▸ Отрывок для чтения:
---

Недавно на афише Большого
театра впервые появилось имя Марии
Александровой. Она дебютировала в роли Царицы
бала в балете "Фантазия на тему Казановы".
Но имя этой 19-летней танцовщицы,
отсчитывающей первые месяцы работы в труппе, для
поклонников балета не является новым. Ее
заметили задолго до прихода в театр — в концертах
Московского хореографического училища. Еще в
младших классах она не по-детски профессионально
и даже ярко станцевала Пастушков в
"Щелкунчике", Ману на премьере "Баядерки".
Потом были сольные и главные партии во многих
школьных спектаклях: "Классической симфонии",
"Коппелии", "Пахите".
Самый яркий на сегодня успех пришел к Маше
на пороге ее взрослой жизни — через несколько
дней после приглашения в Большой театр она
получила золотую медаль Международного конкурса
артистов балета в Москве.

---

▸ Что сделать:
a. Какие спектакли упомянуты в заметке о Марии Александровой?
b. Перепишите без изменений фрагмент заметки о Марии Александровой, начиная со слов «Потом были сольные» и заканчивая словами «балета в Москве.».

▸ Показанные сведения:
---

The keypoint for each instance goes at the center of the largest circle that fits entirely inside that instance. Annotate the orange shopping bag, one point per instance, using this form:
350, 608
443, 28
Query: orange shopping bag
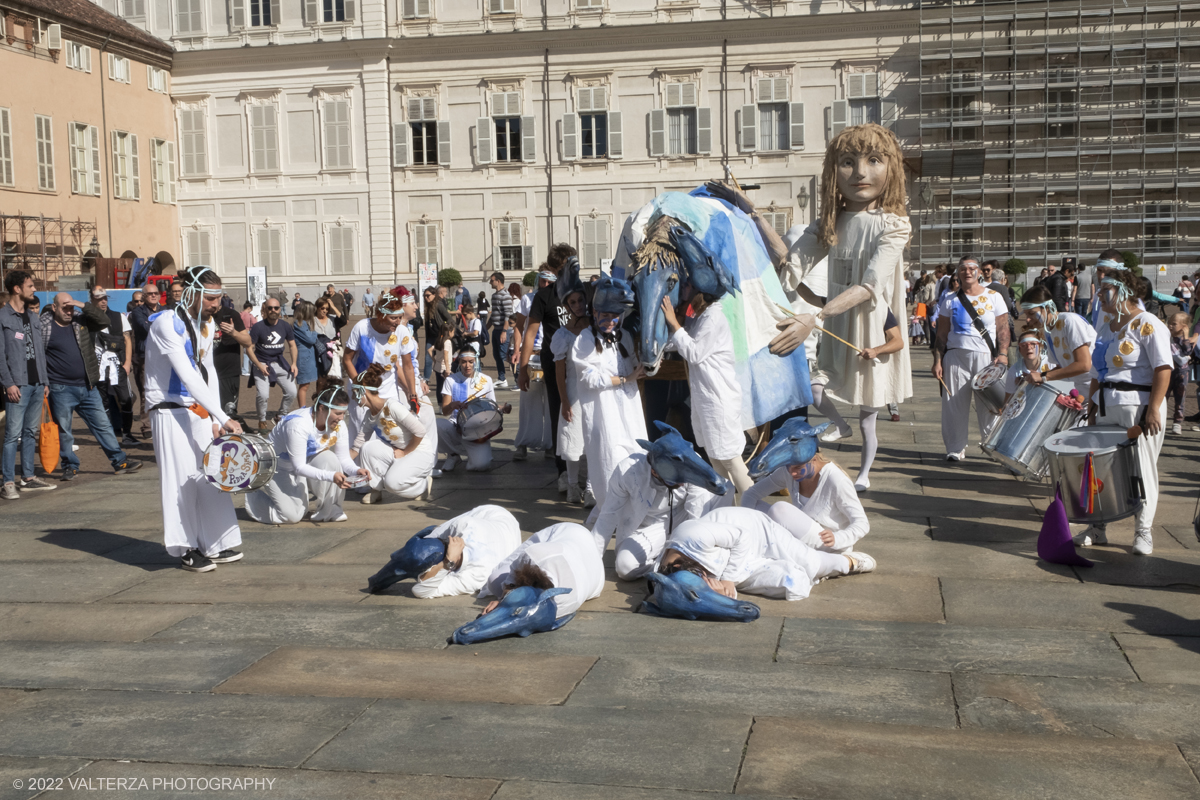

---

▸ Решения заданий:
a. «Фантазия на тему Казановы», «Щелкунчик», «Баядерка», «Классическая симфония», «Коппелия», «Пахита».

b.
Потом были сольные и главные партии во многих
школьных спектаклях: "Классической симфонии",
"Коппелии", "Пахите".
Самый яркий на сегодня успех пришел к Маше
на пороге ее взрослой жизни — через несколько
дней после приглашения в Большой театр она
получила золотую медаль Международного конкурса
артистов балета в Москве.